Page text
================================
In 1983, the director of the Jamul-based Children's Foundation, which provided funds for the Tecate shelter, began hearing stories of abuse and molestation from children who had been at Fundacion.

The investigation by foundation director Victor Reintord led to Mexican authorities closing Fundacion and sending the husband of the shelter's director and another worker to prison. A key witness was a 13-year-old girl, taken in by the Broeckels, by then in Texas.

When the shelter was closed, two more children came to live with them.

"He was very well-respected," Reintord says of Broeckel. "He was like a savior of children that spring."

In 1985, two of the adopted Broeckel girls told Barryman that Broeckel had molested the former Tecate resident. Shocked, Barryman confronted Broeckel. He denied it, but moved out of the house.

At that point, Barryman moved with her brood of a dozen-plus back to Crest, "and spent the next year listening to my kids" tell about being molested by Broeckel.

In 1986, she went back to Texas and filed charges against him; in the meantime, he filed divorce papers. By the time of the trial, he had married the former Janice Hofstetter of El Cajon, who once worked as his office manager when he was still in practice there.

Broeckel was charged with four counts of sexual assault, aggravated assault and indecency with a child, involving four of his adopted daughters. The original bail of $1 million was reduced to $60,000 and he was released pending trial.

According to prosecutor Alonza and former prosecutor Roberto Salizar of Edinburg, the case against Broeckel was overwhelming. Salizar said the girls' testimony "was so consistent," backed up by medical evidence and by testimony from colleagues and co-workers who said Broeckel had made incriminating statements to them.

"The jury was very convinced," Alonzo said recently. "Here were four different girls telling basically the same story. It was very believable."

Alonzo also says the jury wasn't told that the defendant jumped bail after the prosecution rested.

"We talked to them afterwards; they said they just believed he didn't want to come to court."

The prosecutor said she was devastated when Broeckel fled.

"We should have had him taken into custody" during the trial, said Alonzo.

The failure to do so gave Broeckel his chance to flee. The fact that the prosecutor believed the physician headed to Mexico, where he had known contacts, meant that no one pressed for federal warrants and a search within the United States.

Julie Barryman and her friend, Leslie Orbach, say they saw Broeckel in an Escondido condo earlier this year. They contacted Escondido police, who checked out the owner but could establish no connection to Broeckel.

"We ran down all the leads Julie gave us," says Detective Sgt. Dan Starr. "We even set up a small surveillance of the house she pointed out, to see who was coming and going. The only people coming and going were Julie and her friend, sneaking around after I told them to stay away."
================================
Given entries

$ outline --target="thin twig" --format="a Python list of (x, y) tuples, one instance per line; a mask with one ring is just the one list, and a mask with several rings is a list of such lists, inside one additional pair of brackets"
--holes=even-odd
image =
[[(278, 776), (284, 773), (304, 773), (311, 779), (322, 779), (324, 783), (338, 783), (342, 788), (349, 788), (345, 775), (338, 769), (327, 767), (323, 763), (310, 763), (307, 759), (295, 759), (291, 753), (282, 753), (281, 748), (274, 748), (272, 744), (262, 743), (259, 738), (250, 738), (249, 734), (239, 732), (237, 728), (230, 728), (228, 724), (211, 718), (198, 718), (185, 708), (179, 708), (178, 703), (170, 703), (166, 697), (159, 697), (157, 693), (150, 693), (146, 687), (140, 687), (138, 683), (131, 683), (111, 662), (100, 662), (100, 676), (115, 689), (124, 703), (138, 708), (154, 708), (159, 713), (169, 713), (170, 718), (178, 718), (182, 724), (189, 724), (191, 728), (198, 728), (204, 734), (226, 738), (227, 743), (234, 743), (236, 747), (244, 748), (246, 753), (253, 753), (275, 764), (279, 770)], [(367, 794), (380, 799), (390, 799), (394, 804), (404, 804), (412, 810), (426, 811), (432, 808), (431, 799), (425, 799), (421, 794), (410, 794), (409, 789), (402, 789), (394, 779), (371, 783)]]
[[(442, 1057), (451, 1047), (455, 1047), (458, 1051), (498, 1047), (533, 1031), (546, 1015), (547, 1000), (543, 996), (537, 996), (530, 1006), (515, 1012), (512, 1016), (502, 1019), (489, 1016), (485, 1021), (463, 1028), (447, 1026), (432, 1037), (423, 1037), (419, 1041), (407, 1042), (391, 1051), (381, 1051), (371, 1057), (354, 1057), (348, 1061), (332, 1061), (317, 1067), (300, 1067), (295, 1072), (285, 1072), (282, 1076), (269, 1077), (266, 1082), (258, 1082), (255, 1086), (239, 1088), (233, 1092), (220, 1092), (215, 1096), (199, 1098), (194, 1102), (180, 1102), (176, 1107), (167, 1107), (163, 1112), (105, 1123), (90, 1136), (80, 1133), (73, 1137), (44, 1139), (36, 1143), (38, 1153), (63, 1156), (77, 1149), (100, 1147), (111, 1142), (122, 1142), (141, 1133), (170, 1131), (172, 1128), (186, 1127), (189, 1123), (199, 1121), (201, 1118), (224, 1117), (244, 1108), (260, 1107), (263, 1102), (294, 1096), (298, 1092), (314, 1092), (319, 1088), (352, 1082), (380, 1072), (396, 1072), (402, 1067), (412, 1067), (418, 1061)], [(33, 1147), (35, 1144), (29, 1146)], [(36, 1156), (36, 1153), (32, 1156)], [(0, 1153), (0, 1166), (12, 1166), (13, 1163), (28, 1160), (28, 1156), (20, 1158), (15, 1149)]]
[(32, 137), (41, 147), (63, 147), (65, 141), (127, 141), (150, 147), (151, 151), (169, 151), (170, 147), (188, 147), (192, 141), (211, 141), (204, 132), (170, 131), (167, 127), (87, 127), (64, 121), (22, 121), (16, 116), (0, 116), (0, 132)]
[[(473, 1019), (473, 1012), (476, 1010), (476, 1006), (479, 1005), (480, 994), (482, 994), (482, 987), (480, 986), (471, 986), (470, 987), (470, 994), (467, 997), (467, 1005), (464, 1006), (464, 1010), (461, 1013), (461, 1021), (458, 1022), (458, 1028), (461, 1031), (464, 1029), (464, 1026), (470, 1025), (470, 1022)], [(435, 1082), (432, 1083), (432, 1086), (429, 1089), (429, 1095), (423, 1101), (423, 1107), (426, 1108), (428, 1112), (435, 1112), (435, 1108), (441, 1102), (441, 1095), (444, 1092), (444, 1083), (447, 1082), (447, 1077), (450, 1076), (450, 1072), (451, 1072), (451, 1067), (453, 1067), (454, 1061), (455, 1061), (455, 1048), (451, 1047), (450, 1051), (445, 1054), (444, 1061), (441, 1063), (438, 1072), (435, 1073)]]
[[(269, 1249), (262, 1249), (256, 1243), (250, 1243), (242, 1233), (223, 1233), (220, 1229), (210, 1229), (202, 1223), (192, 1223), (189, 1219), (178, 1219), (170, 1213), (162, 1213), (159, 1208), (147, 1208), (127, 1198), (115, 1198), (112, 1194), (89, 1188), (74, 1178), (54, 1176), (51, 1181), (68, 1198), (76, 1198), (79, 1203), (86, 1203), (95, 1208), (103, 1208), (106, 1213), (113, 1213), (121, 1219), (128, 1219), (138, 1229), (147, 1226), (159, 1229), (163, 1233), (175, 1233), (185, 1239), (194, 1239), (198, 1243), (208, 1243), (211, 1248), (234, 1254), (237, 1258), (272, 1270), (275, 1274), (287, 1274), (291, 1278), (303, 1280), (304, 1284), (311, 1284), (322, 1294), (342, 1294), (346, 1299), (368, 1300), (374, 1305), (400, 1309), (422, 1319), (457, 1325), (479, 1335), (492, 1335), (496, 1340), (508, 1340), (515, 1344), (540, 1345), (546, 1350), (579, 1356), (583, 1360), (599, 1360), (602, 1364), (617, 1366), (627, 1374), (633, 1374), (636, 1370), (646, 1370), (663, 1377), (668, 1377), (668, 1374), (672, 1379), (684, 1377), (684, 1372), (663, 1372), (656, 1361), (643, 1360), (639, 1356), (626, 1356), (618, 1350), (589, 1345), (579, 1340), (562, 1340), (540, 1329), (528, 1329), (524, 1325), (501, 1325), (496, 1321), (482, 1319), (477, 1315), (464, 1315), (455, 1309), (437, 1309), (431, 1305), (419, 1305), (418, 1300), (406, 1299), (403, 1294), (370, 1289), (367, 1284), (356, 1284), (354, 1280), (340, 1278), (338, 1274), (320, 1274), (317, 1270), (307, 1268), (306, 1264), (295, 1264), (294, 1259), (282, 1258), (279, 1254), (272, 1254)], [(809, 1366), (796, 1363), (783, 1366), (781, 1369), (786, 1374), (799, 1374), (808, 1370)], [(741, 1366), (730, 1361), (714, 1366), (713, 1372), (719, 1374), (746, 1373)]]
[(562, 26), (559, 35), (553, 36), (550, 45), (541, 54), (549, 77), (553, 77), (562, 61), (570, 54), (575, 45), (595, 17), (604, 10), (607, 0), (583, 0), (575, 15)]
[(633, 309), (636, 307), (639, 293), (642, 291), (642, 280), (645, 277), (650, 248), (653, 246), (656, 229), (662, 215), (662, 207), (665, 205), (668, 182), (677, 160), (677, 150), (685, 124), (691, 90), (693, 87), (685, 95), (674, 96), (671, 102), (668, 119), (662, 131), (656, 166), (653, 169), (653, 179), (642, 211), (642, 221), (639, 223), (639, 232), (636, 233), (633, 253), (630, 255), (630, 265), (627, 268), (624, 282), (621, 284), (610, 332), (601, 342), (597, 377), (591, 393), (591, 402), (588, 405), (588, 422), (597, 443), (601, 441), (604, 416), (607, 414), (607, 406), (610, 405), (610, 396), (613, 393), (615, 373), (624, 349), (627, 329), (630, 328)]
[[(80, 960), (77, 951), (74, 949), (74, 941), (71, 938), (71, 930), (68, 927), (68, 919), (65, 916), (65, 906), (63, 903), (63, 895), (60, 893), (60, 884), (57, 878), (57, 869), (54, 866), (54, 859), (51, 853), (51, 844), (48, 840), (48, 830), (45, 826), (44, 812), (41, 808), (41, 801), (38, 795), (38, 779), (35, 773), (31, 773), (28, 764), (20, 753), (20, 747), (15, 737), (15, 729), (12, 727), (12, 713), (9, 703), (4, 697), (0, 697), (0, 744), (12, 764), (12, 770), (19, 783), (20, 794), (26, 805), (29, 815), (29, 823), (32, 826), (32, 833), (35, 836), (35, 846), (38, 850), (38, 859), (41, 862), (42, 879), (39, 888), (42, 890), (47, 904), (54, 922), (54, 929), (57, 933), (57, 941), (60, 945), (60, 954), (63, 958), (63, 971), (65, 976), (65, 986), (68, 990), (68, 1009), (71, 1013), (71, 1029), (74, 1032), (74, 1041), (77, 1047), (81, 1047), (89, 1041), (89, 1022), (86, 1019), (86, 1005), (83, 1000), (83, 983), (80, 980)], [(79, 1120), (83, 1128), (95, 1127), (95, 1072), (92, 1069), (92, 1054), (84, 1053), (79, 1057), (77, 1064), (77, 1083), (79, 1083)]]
================================
Activity
Revise the passage about Broeckel, starting with "When the shelter" and going on through "molested by Broeckel.", so that "Julie Barryman" stands in place of "Barryman". This work doesn't need the material.

Reply
When the shelter was closed, two more children came to live with them.

"He was very well-respected," Reintord says of Broeckel. "He was like a savior of children that spring."

In 1985, two of the adopted Broeckel girls told Julie Barryman that Broeckel had molested the former Tecate resident. Shocked, Julie Barryman confronted Broeckel. He denied it, but moved out of the house.

At that point, Julie Barryman moved with her brood of a dozen-plus back to Crest, "and spent the next year listening to my kids" tell about being molested by Broeckel.